DATA LISTING.

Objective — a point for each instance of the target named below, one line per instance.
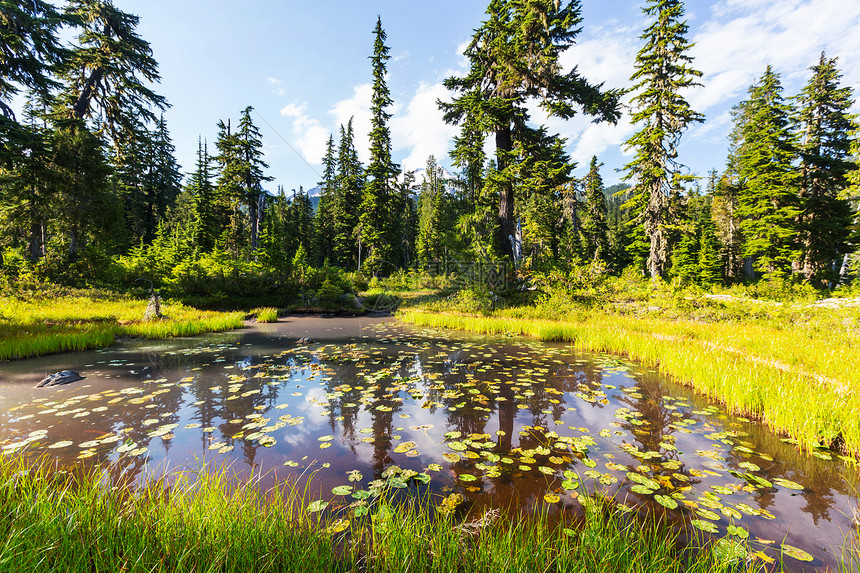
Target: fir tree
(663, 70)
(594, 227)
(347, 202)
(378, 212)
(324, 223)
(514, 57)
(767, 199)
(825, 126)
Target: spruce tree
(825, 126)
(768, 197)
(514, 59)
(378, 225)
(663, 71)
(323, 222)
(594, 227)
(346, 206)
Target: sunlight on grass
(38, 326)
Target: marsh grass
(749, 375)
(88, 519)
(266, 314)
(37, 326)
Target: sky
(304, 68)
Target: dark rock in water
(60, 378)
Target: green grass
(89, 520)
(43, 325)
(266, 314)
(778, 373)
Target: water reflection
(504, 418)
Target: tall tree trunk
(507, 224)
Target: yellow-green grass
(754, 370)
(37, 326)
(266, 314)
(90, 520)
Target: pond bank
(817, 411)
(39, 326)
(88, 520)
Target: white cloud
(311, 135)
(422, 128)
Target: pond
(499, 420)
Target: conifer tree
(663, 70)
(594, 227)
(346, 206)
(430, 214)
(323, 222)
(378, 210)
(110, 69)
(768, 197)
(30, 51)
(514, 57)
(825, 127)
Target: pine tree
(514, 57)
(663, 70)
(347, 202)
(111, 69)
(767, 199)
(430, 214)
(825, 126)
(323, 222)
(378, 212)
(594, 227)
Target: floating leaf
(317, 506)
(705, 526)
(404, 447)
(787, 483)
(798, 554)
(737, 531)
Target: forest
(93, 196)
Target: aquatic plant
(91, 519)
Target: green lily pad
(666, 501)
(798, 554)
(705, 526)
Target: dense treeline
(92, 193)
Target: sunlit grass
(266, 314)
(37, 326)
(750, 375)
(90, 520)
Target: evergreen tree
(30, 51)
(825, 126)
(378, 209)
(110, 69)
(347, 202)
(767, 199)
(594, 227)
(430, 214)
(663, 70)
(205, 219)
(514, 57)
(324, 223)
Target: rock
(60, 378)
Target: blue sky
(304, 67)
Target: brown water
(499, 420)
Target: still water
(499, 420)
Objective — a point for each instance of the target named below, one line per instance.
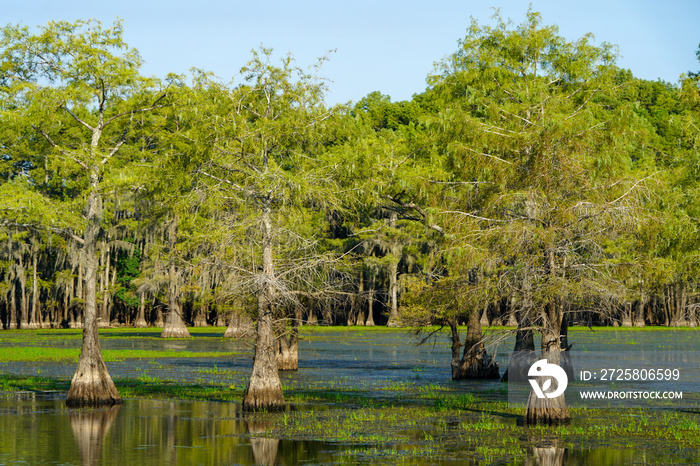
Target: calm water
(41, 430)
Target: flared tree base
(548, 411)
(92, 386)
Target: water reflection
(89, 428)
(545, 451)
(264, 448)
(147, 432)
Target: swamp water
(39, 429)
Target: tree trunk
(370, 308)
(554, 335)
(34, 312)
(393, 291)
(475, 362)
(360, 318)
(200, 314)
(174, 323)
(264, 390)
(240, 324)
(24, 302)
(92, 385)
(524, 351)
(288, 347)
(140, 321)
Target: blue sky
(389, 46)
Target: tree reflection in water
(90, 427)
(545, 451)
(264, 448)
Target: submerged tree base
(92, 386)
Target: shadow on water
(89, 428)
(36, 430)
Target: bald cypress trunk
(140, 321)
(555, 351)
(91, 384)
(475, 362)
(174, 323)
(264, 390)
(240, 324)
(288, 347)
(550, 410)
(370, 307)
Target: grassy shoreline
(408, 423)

* * *

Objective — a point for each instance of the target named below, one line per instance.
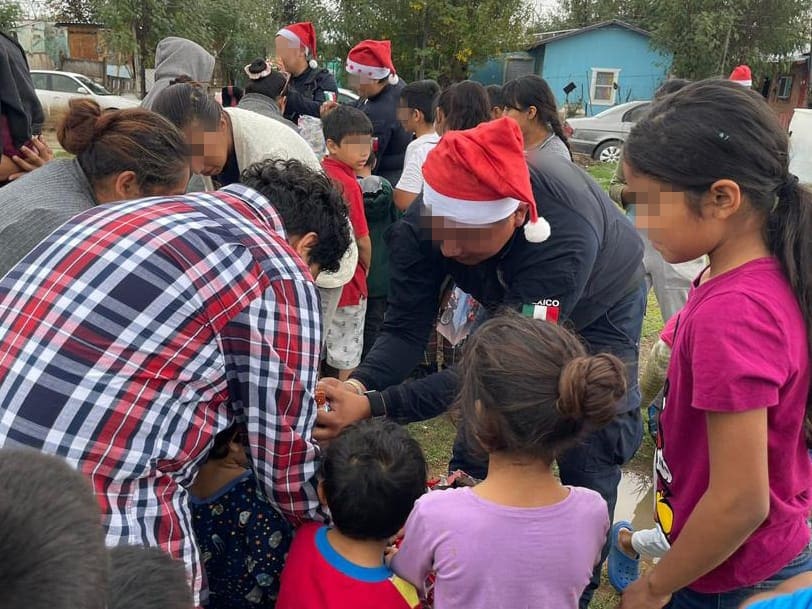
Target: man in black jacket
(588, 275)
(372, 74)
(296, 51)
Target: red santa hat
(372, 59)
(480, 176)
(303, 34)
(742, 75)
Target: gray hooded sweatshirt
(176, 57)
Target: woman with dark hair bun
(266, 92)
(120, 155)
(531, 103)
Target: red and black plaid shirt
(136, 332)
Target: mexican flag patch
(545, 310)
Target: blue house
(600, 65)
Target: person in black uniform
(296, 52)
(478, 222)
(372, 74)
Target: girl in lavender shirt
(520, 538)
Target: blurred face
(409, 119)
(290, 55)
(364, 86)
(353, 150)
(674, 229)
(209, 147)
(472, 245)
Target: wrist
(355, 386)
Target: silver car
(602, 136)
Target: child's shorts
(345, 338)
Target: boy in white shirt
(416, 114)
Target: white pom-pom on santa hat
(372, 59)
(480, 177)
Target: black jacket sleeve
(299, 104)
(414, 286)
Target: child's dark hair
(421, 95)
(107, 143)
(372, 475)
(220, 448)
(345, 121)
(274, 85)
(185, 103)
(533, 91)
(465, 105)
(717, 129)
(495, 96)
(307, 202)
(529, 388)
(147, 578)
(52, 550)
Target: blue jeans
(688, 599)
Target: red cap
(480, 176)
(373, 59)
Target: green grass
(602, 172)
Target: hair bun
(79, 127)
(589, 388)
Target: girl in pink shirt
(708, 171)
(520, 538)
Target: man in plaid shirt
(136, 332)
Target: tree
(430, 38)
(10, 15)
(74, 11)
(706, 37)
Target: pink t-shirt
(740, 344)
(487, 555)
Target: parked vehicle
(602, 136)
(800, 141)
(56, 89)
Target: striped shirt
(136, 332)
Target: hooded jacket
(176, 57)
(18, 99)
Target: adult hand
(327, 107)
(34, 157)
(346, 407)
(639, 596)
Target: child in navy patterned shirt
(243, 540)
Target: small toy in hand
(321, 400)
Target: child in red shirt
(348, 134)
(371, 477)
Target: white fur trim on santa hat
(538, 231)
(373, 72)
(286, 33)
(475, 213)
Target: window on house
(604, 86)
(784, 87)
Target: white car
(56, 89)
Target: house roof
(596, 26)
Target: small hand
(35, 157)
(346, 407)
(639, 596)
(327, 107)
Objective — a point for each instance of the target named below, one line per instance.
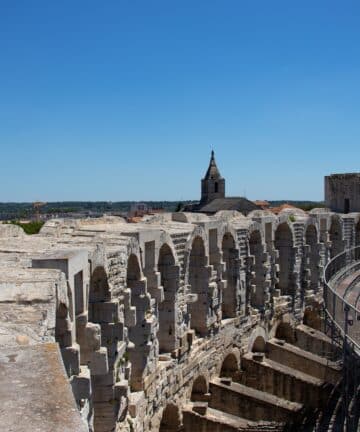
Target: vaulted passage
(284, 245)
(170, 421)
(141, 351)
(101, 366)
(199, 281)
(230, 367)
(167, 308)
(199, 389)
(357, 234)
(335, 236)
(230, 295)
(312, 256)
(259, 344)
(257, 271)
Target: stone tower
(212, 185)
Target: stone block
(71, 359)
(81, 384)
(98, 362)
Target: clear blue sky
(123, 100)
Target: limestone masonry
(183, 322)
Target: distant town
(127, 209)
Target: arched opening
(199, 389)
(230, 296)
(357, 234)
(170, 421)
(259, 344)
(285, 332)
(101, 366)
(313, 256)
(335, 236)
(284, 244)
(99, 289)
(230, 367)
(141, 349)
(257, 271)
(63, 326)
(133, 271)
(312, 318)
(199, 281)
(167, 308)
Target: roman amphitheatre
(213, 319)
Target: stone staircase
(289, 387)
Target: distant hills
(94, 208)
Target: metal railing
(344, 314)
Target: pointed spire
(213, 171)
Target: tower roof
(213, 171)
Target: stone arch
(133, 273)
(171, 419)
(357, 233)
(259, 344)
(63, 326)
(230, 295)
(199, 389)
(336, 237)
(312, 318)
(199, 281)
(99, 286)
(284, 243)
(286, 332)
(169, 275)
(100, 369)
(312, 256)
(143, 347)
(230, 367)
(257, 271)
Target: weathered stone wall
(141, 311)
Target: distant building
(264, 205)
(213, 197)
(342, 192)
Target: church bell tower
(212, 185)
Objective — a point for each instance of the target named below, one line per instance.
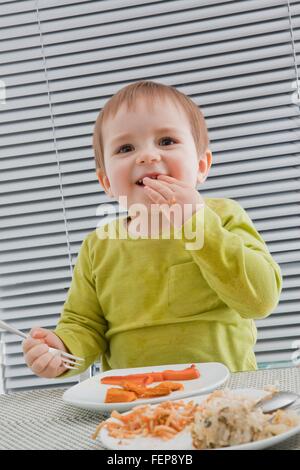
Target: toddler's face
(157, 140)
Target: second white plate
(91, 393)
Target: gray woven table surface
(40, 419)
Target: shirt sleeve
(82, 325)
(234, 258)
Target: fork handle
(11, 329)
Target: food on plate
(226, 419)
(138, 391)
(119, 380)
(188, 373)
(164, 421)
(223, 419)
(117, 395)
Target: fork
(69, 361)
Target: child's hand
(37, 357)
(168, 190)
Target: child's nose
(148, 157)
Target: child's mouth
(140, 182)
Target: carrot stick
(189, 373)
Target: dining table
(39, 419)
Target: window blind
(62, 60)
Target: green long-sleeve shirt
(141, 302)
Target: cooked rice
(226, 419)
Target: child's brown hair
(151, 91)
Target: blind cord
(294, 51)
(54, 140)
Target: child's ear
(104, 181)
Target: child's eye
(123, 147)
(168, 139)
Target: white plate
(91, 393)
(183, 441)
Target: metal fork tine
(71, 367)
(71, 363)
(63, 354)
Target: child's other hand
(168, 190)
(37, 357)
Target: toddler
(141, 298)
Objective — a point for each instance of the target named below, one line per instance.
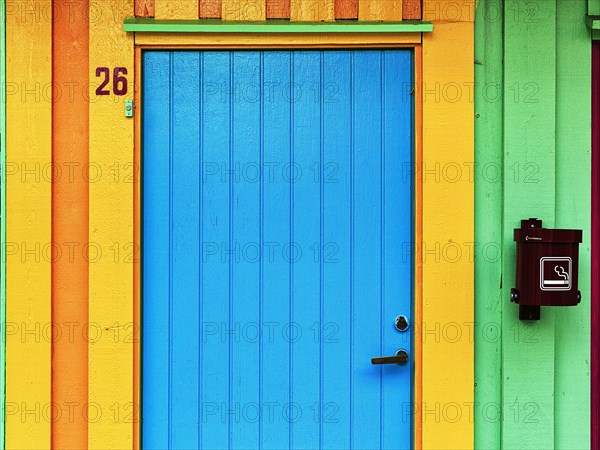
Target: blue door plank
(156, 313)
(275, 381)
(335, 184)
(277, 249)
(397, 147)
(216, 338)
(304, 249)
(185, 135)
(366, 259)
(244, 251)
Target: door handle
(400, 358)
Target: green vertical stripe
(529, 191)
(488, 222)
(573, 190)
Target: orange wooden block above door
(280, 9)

...

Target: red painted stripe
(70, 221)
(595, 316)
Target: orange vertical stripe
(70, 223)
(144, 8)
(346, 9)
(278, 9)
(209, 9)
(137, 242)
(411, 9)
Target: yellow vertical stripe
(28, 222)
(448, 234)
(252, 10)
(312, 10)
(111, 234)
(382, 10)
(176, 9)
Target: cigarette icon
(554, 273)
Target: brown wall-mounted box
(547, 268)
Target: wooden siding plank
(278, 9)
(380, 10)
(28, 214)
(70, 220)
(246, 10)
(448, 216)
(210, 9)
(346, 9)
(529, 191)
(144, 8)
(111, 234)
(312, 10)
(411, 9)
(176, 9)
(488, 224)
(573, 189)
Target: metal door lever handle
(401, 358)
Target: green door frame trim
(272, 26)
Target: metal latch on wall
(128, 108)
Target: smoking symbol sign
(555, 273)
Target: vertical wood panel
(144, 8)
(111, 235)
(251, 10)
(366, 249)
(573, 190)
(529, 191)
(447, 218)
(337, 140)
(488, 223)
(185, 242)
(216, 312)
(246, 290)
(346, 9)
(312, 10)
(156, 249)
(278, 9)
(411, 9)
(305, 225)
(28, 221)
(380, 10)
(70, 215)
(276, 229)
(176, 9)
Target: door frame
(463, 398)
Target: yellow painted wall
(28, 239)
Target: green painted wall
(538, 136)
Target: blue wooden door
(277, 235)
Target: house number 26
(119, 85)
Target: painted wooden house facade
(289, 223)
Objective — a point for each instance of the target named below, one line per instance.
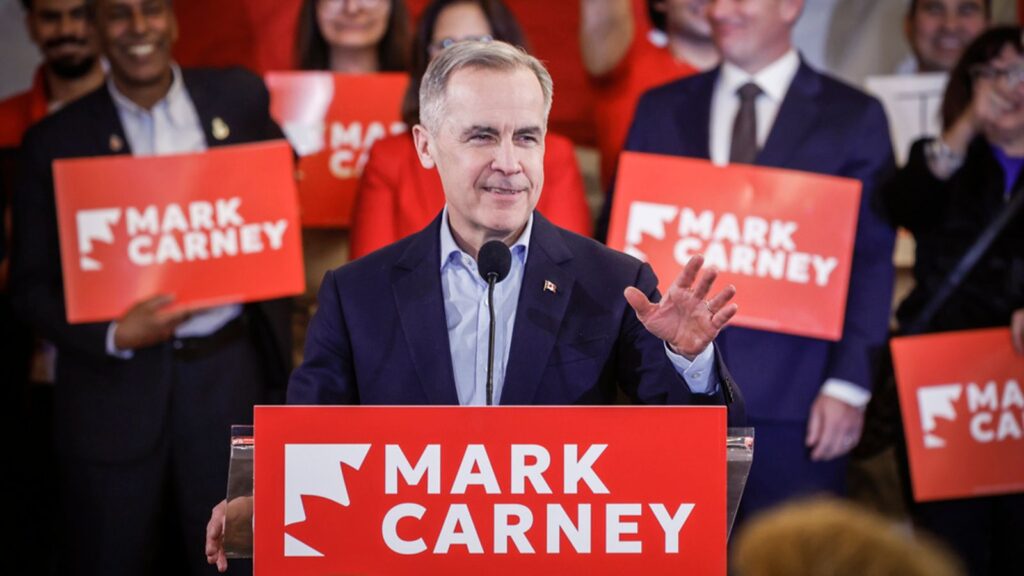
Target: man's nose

AIM. Please copy the records word for word, from the line with "Target: blue wooden door" to the line with "Target: man's nose", and leave the pictures out.

EXERCISE OUTPUT.
Target: blue wooden door
(277, 235)
Target: house number 26
(119, 85)
Target: painted wooden house facade
(289, 223)
Objective — a point for each instance of the target named below, one line per instance.
Target: man's nose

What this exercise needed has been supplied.